Records supplied

○ ○ ○ ○ ○ ○ ○

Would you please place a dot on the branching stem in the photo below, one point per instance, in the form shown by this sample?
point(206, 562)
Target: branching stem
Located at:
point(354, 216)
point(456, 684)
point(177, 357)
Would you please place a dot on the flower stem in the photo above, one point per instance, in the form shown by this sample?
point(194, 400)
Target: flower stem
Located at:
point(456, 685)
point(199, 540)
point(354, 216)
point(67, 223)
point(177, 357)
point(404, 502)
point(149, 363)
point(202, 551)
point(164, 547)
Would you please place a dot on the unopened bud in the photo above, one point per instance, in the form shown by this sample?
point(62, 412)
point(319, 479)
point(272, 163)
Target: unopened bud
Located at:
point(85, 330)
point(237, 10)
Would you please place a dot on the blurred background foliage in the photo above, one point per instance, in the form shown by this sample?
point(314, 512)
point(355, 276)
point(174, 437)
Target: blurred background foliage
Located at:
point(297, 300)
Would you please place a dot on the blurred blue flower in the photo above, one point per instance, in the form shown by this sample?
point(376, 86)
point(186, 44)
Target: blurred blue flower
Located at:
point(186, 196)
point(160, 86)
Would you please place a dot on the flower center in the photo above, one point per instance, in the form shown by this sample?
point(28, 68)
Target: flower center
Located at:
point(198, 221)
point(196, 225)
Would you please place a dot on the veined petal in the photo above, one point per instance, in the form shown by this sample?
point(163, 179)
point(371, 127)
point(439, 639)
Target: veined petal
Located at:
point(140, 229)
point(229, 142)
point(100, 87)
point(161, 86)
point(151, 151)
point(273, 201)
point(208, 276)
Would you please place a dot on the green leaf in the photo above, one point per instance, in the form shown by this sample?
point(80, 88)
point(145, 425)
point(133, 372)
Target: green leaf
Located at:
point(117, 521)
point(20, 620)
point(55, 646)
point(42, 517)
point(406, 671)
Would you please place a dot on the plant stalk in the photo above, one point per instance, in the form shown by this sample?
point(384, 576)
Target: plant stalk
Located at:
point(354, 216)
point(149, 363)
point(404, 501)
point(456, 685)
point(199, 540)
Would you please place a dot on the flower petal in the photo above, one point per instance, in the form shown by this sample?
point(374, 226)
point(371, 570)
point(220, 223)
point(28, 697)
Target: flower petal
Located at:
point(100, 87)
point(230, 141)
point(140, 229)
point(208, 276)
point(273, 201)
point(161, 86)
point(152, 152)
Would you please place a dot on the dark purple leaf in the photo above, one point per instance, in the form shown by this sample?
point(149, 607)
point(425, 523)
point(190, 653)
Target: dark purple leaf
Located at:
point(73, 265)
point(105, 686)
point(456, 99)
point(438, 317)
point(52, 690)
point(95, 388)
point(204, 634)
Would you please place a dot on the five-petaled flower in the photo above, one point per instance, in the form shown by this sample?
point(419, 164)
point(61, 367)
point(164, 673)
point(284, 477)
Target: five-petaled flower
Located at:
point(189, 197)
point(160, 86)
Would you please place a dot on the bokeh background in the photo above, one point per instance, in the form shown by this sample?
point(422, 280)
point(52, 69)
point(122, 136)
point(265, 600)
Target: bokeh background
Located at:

○ ○ ○ ○ ○ ○ ○

Required task
Copy the lines from the one with "Would you please place a dot on the plant" up to and including the last line of the items, swapping "Located at" for "Found at" and leaving everything else the same.

Expected answer
Would you please place a dot on the plant stalk in the photo above, one point per instance, in the form shown by this sample?
point(384, 576)
Target: plant stalk
Found at:
point(354, 216)
point(149, 363)
point(404, 501)
point(456, 685)
point(199, 540)
Would you please place a dot on the flower petal in the photo above, one point per instance, in the form shown by this sample?
point(374, 226)
point(371, 570)
point(220, 223)
point(28, 697)
Target: flower petal
Found at:
point(100, 87)
point(230, 141)
point(140, 229)
point(208, 276)
point(273, 201)
point(161, 86)
point(152, 152)
Would you please place a dot on the dark purple leaf in the photo above, one point per instance, in the form shown by this sample?
point(149, 607)
point(425, 523)
point(190, 653)
Target: dark purple leaf
Found at:
point(73, 265)
point(105, 686)
point(456, 99)
point(438, 317)
point(52, 690)
point(95, 388)
point(204, 634)
Would you please place a dot on the five-petaled flower in the photo above, one point per instance, in the form shown by this sample?
point(419, 164)
point(61, 367)
point(164, 673)
point(284, 477)
Target: five-petaled flower
Found at:
point(189, 197)
point(160, 86)
Would you please place a dot on the bokeh background in the photo above, one point per instance, in the form shown by this sample?
point(422, 280)
point(52, 69)
point(122, 136)
point(265, 600)
Target: bokeh background
Found at:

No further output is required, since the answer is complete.